** start Data to use **
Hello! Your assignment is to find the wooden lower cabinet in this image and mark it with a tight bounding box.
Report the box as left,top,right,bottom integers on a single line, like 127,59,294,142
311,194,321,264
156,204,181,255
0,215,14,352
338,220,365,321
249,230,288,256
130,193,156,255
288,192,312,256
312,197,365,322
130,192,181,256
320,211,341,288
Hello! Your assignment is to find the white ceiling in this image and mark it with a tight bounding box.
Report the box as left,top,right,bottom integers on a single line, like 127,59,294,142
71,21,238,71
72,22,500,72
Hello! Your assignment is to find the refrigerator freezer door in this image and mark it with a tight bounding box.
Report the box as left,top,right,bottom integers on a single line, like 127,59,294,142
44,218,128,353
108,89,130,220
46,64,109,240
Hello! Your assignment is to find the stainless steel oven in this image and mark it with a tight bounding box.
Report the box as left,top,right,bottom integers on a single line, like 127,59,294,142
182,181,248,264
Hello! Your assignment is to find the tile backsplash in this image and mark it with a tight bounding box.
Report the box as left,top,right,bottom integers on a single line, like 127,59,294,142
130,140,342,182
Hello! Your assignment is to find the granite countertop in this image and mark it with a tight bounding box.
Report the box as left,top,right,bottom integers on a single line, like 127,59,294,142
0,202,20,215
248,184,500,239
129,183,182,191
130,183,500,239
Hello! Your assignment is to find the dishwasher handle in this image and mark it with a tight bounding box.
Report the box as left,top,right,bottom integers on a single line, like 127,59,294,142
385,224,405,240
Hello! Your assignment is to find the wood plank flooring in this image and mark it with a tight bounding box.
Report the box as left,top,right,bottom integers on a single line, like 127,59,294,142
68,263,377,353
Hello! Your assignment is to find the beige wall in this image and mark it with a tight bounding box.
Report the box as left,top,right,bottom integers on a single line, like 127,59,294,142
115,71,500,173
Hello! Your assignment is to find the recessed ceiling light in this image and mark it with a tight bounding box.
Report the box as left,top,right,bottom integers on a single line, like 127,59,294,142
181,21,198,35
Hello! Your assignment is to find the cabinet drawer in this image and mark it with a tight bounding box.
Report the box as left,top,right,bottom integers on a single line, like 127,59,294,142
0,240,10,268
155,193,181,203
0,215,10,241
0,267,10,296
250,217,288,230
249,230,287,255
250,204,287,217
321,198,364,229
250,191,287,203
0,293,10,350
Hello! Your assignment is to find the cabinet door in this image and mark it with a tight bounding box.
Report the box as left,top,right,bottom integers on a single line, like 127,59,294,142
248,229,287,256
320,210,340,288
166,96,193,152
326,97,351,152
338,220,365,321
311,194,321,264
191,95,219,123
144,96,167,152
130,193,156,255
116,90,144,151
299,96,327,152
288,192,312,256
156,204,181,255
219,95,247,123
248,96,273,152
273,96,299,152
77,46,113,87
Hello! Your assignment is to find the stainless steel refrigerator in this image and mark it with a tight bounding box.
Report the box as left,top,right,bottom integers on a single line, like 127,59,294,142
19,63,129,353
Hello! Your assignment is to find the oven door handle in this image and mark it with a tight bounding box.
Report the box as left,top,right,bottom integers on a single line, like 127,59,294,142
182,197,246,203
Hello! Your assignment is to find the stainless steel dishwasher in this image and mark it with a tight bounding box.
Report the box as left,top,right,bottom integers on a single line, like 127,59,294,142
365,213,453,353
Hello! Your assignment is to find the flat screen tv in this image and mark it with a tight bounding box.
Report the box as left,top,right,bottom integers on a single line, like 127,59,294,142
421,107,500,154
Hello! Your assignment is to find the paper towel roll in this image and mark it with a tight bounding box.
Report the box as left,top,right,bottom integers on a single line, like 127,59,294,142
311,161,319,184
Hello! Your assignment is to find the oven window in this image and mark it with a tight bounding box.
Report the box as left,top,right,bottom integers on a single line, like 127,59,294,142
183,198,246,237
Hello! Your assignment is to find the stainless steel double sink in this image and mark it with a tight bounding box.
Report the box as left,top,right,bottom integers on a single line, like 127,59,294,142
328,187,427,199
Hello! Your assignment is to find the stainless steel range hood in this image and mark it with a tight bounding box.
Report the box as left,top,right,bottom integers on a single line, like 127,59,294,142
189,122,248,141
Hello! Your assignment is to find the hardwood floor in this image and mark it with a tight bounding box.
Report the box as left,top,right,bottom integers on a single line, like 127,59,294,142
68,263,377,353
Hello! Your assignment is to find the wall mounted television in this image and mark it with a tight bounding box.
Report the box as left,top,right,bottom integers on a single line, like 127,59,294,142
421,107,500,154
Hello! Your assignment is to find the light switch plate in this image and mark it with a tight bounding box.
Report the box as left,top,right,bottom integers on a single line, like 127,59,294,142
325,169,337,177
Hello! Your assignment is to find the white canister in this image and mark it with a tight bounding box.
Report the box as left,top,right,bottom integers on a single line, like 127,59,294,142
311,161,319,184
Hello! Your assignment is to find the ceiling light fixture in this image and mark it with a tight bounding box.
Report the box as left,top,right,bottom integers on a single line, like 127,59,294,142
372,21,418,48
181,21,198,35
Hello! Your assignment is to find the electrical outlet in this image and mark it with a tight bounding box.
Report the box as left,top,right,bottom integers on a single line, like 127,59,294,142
** end Data to use **
> [Short problem]: Please rewrite the data above, changing each "tight bounding box" to "close-fitting bounding box" and keeping everything else unchanged.

> [Finished answer]:
Hello! Your assignment is to find the wooden lower cabinet in this image and mark it with a close-fitting bounding box.
Report the box as left,top,right,bottom integers on a single line, like 127,59,294,142
311,194,321,264
156,204,181,255
0,215,14,352
338,220,365,321
249,230,288,256
130,193,156,255
288,192,312,256
312,197,365,322
130,192,181,256
320,211,341,288
Hello! Your assignment is to find the white ceiling in this image and mark it with a close-fitting bounding box.
Report the box as left,top,right,bottom integers on a single line, like 127,59,294,142
71,21,238,71
72,22,500,72
Hello! Your assignment is to find the refrigerator freezer door in this image and mark it with a close-fitting bounding box.
Report the box as left,top,right,bottom integers on a single line, like 127,59,294,142
44,218,128,353
108,89,130,220
46,64,109,240
Hello! Your assignment is to find the stainless steel oven in this image and mark it with a close-fitting bounding box.
Report the box as left,top,right,bottom integers on a single line, like 127,59,294,142
182,181,248,264
Hello! Your assignment is to find the tile backsplash in this image and mark it with a close-fitting bounding box.
Report the box as left,top,right,bottom integers on a single line, like 127,59,294,142
130,140,342,182
Hello! Your assignment is to find the granite countertop in this image and mark it with a close-fitting bounding box.
Report the box as left,top,right,bottom integers on a single line, like 127,59,294,142
0,202,20,215
248,184,500,239
129,183,182,191
130,183,500,239
Hello! Your assignment is to find the dishwasher handle in this image and mark it with a close-fitting bounding box.
Report the box as left,top,right,bottom integers on a single line, like 127,59,294,142
385,224,405,240
Hello! Your assignment is to find the wood plank flooring in this image and mark it with a close-fitting bounding box.
Report the box as left,top,right,bottom integers on a single line, like 127,59,294,142
68,263,377,353
Hello! Your assignment is to find the beige wall in this image and mark it with a close-fitting bounding box.
Report the box as left,top,right,bottom integers on a single line, like 127,59,294,142
115,71,500,173
Hello! Your assignment is to find the recessed ceiling light in this image and mark it with a close-fitting bounding box.
Report the box as left,top,right,bottom integers on a single line, like 127,59,294,142
181,21,198,35
Hello! Your assignment is to find the cabinet drawer in this image and mark it with a close-fitting bounding box.
Report the box as left,top,right,bottom integers on a single line, like 127,59,294,142
0,240,10,268
155,193,181,203
0,215,10,241
0,267,10,296
250,217,288,230
249,230,287,255
250,204,287,217
321,198,364,229
250,191,287,203
0,293,10,350
Hello! Your assignment is to find the cabinet door in this image and mark it with a close-fitting bounding box.
Report the box as left,top,right,bottom integers on a single line, like 127,59,294,142
248,229,287,256
320,210,340,288
166,96,193,152
326,97,351,152
338,220,365,321
311,194,321,264
191,95,219,123
144,96,167,152
130,193,156,255
116,90,144,151
299,96,327,152
288,192,312,256
156,204,181,255
219,95,247,123
248,96,273,152
273,96,299,152
77,46,113,87
Hello! Your assignment is to find the stainless steel refrigerator in this image and mark it with a close-fitting bounding box.
Report the box as left,top,right,bottom integers on a single line, like 127,59,294,142
19,63,129,353
Hello! Your assignment is to find the oven door handle in this image and mark it with a close-fitting bounding box.
Report the box as left,top,right,bottom integers on a single line, like 127,59,294,142
182,197,246,203
Hello! Your assignment is to find the stainless steel dishwasher in this image and mark it with a close-fitting bounding box.
Report the box as left,top,right,bottom integers on a single line, like 127,59,294,142
365,213,453,353
Hello! Your assignment is to find the flat screen tv in this image and mark it with a close-fitting bounding box.
Report the box as left,top,right,bottom integers on a single line, like 127,59,294,142
421,107,500,154
Hello! Your assignment is to find the paper towel roll in this image and mark it with a close-fitting bounding box.
Report the box as left,top,right,bottom integers on a single line, like 127,59,294,142
311,161,319,184
Hello! Your assignment is to find the oven window in this image and mark it with a close-fitting bounding box.
Report the box as left,top,right,bottom integers on a single line, like 127,59,294,142
183,198,246,237
Hello! Your assignment is to find the stainless steel double sink in this image and mark it with a close-fitting bounding box.
Report the box as left,top,right,bottom integers on a single line, like 127,59,294,142
328,187,427,199
Hello! Your assignment is to find the stainless steel range hood in this image and mark it with a close-fitting bounding box.
Report the box as left,top,right,bottom integers on a single line, like 127,59,294,142
189,122,248,141
Hello! Your assignment is to find the hardwood floor in this image and mark it with a close-fitting bounding box.
Report the box as left,top,right,bottom integers on a single line, like 127,59,294,142
68,263,377,353
Hello! Your assignment is to find the wall mounted television in this image and mark it with a close-fitting bounding box.
Report the box as left,top,right,bottom integers on a single line, like 127,59,294,142
421,107,500,154
Hello! Your assignment is to find the light switch plate in this image and mark it with a close-fitting bounding box.
Report the box as left,top,right,bottom integers on a single line, like 127,59,294,142
325,169,337,177
Hello! Your assignment is to find the white canister in this image and mark it with a close-fitting bounding box.
Report the box as left,top,right,bottom integers on a single line, like 127,59,294,142
311,161,319,184
Hello! Your assignment is to find the ceiling light fixture in this image and mark it with a close-fitting bounding box.
Report the box as left,top,right,bottom integers on a single line, like 127,59,294,142
372,21,418,48
181,21,198,35
Hello! Your assignment is to find the electrical outlet in this image and mark it with a close-fitting bounding box.
Report the box as left,top,right,bottom integers on a single line, like 127,59,294,142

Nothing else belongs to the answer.